What you are asked to do: Copy every entry word for word, but skip the pictures.

Saved data entries:
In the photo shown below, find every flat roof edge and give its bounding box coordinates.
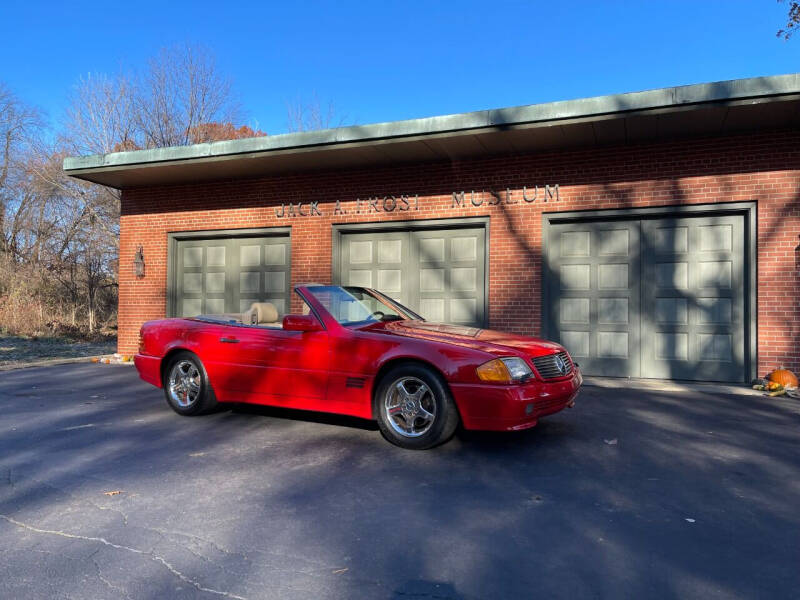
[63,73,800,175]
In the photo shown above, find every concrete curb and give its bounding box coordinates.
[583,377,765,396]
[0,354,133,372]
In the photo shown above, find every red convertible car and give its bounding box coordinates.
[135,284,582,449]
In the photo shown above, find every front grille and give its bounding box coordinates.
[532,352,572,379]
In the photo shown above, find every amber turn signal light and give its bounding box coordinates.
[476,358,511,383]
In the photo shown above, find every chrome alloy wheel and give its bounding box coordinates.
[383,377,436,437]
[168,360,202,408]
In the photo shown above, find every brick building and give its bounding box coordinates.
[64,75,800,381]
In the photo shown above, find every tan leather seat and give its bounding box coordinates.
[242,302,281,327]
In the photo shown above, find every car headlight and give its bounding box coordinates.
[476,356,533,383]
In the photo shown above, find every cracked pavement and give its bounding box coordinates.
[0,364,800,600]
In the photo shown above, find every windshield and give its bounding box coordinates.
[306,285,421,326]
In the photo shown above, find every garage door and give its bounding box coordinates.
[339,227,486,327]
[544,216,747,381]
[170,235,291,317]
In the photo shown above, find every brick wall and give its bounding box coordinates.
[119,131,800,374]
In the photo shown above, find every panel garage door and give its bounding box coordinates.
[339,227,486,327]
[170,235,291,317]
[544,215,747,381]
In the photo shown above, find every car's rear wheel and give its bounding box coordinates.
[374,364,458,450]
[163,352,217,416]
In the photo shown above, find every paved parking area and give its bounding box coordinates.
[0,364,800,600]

Exercise result:
In the photo shown below, find every flat roof edge and give its bounding box coordinates.
[63,73,800,175]
In the photo shown above, find every concrete curb and give its bounding box coordinates.
[583,377,765,396]
[0,354,133,372]
In the photo shown above, find every red convertible car and give its bounding box coordinates.
[135,284,582,449]
In the photo shown above, find every front grille and give its bounding box coordinates.
[532,352,572,379]
In the photo shown above, find every amber turn signal light and give its bounding box coordinates.
[476,358,511,383]
In the photo shown above, find every chrome alloy wheel and give its bounding box coordinates.
[383,377,436,437]
[168,360,202,408]
In the photo shown above, find every brick building and give its bounding box coordinates.
[64,75,800,381]
In the photo shown above, find every tan leather seat and give its bounding box coordinates.
[242,302,281,327]
In the photo shown above, find every car headlight and give its bounding box coordinates.
[476,356,533,383]
In the photo shown above, find every cracked pavement and give its bounding box coordinates.
[0,364,800,600]
In the photo shown above, find every windshield and give its bounding box coordinates.
[306,285,421,326]
In the photo shown above, find every garage door and give its bounding box coordinates.
[339,227,486,327]
[544,216,747,381]
[170,235,291,317]
In the photo shown above, find every brick wall and give its bounding box coordinates.
[119,131,800,374]
In the photo shown above, find every panel garage door and give its bounding box coordinates.
[339,227,486,327]
[170,235,291,317]
[544,215,747,381]
In the photo shown above, find every car's rear wheel and give its bounding box coordinates.
[374,364,458,450]
[163,352,217,416]
In the photo shown above, find every paved parking area and give its bounding box coordinates.
[0,364,800,600]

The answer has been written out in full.